Entries from a pointing dataset:
::::::

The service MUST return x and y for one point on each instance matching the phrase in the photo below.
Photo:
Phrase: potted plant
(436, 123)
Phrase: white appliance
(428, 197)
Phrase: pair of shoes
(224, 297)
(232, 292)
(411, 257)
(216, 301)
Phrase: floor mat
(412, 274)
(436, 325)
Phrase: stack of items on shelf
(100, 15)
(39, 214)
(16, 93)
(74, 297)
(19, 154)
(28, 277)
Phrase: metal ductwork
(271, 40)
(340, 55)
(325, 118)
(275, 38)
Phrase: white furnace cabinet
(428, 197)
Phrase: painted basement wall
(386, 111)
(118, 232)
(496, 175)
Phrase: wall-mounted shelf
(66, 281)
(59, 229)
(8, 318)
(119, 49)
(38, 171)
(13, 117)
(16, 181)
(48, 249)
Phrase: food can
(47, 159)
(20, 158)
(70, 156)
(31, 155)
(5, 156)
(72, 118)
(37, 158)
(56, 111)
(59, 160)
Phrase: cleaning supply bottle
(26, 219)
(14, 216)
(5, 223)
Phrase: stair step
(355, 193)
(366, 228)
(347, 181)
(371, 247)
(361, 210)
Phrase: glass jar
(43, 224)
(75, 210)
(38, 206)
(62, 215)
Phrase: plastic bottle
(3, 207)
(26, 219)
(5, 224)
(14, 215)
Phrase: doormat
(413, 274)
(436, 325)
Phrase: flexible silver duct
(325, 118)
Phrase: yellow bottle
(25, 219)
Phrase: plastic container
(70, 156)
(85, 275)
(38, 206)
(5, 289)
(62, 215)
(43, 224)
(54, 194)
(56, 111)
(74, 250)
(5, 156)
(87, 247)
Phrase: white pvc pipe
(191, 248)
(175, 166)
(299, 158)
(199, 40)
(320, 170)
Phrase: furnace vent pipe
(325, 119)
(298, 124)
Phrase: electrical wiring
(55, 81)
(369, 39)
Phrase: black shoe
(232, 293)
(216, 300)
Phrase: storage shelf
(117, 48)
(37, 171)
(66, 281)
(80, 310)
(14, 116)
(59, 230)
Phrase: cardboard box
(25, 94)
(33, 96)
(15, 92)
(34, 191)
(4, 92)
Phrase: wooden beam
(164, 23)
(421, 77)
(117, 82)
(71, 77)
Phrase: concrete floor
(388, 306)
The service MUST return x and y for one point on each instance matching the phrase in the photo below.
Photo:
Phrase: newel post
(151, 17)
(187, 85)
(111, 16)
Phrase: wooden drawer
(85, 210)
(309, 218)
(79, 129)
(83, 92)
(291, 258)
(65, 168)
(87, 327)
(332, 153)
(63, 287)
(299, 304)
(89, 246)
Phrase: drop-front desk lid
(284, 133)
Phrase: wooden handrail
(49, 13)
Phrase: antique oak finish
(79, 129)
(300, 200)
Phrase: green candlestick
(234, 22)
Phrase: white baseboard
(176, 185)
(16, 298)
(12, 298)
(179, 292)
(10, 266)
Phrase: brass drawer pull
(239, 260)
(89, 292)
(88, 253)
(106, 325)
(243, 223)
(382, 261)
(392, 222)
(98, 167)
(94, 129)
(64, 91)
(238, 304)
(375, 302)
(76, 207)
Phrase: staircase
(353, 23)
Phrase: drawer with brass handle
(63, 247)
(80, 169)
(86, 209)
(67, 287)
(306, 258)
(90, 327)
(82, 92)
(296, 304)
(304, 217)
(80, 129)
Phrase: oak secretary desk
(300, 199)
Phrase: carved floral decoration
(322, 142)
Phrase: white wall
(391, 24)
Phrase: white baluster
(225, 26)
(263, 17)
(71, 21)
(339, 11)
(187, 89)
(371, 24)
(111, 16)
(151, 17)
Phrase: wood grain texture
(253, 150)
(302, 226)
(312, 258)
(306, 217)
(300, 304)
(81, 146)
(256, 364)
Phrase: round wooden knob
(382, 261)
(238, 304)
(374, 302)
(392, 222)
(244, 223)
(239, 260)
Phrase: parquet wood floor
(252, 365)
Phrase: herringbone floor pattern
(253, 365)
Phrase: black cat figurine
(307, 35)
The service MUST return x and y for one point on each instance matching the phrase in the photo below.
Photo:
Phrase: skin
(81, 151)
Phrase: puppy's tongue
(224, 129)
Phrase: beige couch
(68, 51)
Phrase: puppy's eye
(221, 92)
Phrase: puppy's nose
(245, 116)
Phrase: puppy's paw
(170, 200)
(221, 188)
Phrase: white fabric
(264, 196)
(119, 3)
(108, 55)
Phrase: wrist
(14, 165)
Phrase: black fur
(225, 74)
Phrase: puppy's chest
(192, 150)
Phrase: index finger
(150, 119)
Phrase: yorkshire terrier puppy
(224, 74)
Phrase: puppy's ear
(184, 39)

::::::

:: What you will do ::
Every entry must be retyped in full, exactly as given.

:: The response ::
The service MUST return x and y for one point on each instance matching the phrase in the photo below.
Photo:
Phrase: potted plant
(436, 123)
Phrase: white appliance
(428, 197)
Phrase: pair of shoes
(224, 297)
(232, 292)
(411, 257)
(216, 301)
Phrase: floor mat
(412, 274)
(436, 325)
Phrase: stack of items on shelf
(100, 15)
(39, 214)
(16, 93)
(74, 297)
(19, 154)
(28, 277)
Phrase: metal ductwork
(271, 40)
(340, 55)
(325, 118)
(275, 38)
Phrase: white furnace cabinet
(428, 197)
Phrase: painted basement wall
(386, 111)
(118, 232)
(496, 175)
Phrase: wall-mounted shelf
(66, 281)
(59, 229)
(8, 318)
(119, 49)
(38, 171)
(13, 117)
(16, 181)
(48, 249)
Phrase: food can
(47, 159)
(20, 158)
(70, 156)
(31, 155)
(5, 156)
(72, 118)
(37, 158)
(56, 111)
(59, 160)
Phrase: cleaning supply bottle
(26, 219)
(14, 216)
(5, 223)
Phrase: stair step
(355, 193)
(366, 228)
(347, 181)
(371, 247)
(361, 210)
Phrase: glass jar
(43, 224)
(75, 210)
(38, 206)
(62, 215)
Phrase: plastic bottle
(3, 207)
(26, 219)
(5, 224)
(14, 215)
Phrase: doormat
(413, 274)
(436, 325)
Phrase: flexible silver duct
(325, 118)
Phrase: yellow bottle
(25, 219)
Phrase: plastic container
(70, 156)
(85, 275)
(38, 206)
(5, 289)
(62, 215)
(43, 224)
(54, 194)
(56, 111)
(74, 250)
(5, 156)
(87, 247)
Phrase: white pvc pipe
(191, 248)
(175, 166)
(299, 158)
(199, 40)
(320, 170)
Phrase: furnace vent pipe
(325, 119)
(298, 124)
Phrase: electrical wiring
(55, 81)
(369, 39)
Phrase: black shoe
(232, 293)
(216, 300)
Phrase: storage shelf
(117, 48)
(37, 171)
(66, 281)
(80, 310)
(14, 116)
(59, 230)
Phrase: cardboard box
(25, 94)
(33, 96)
(15, 92)
(34, 191)
(4, 92)
Phrase: wooden beam
(164, 23)
(421, 77)
(117, 82)
(71, 77)
Phrase: concrete floor
(388, 306)
The service MUST return x and y for one point on each instance matching the phrase in the photo below.
Photo:
Phrase: newel post
(151, 17)
(187, 85)
(111, 16)
Phrase: wooden drawer
(85, 210)
(309, 218)
(79, 129)
(83, 92)
(291, 258)
(65, 168)
(87, 327)
(332, 153)
(63, 287)
(299, 304)
(89, 246)
Phrase: drop-front desk lid
(284, 133)
Phrase: wooden handrail
(49, 13)
Phrase: antique oak finish
(79, 129)
(300, 200)
Phrase: green candlestick
(234, 22)
Phrase: white baseboard
(176, 185)
(16, 298)
(12, 298)
(179, 292)
(10, 266)
Phrase: brass drawer pull
(239, 260)
(89, 292)
(88, 253)
(106, 325)
(243, 223)
(382, 261)
(392, 222)
(98, 167)
(94, 129)
(64, 91)
(238, 304)
(375, 302)
(76, 207)
Phrase: staircase
(353, 23)
Phrase: drawer with brass handle
(63, 247)
(80, 169)
(86, 209)
(67, 287)
(306, 258)
(90, 327)
(82, 92)
(296, 304)
(304, 217)
(80, 129)
Phrase: oak secretary desk
(300, 199)
Phrase: carved floral decoration
(322, 142)
Phrase: white wall
(391, 24)
Phrase: white baluster
(225, 26)
(263, 17)
(71, 21)
(339, 11)
(187, 89)
(371, 24)
(111, 16)
(151, 17)
Phrase: wood grain texture
(253, 150)
(302, 226)
(312, 258)
(306, 217)
(300, 304)
(81, 146)
(256, 364)
Phrase: round wooden knob
(382, 261)
(238, 304)
(374, 302)
(392, 222)
(244, 223)
(239, 260)
Phrase: parquet wood floor
(252, 365)
Phrase: herringbone floor pattern
(253, 365)
Phrase: black cat figurine
(307, 35)
The service MUST return x and y for one point on each instance matching the phrase in the photo below.
Photo:
Phrase: skin
(81, 151)
Phrase: puppy's tongue
(224, 129)
Phrase: beige couch
(68, 51)
Phrase: puppy's eye
(221, 92)
Phrase: puppy's nose
(245, 116)
Phrase: puppy's paw
(170, 200)
(221, 188)
Phrase: white fabric
(264, 196)
(119, 3)
(108, 55)
Phrase: wrist
(14, 165)
Phrase: black fur
(225, 74)
Phrase: puppy's chest
(192, 150)
Phrase: index finger
(150, 119)
Phrase: yorkshire terrier puppy
(224, 74)
Phrase: puppy's ear
(184, 39)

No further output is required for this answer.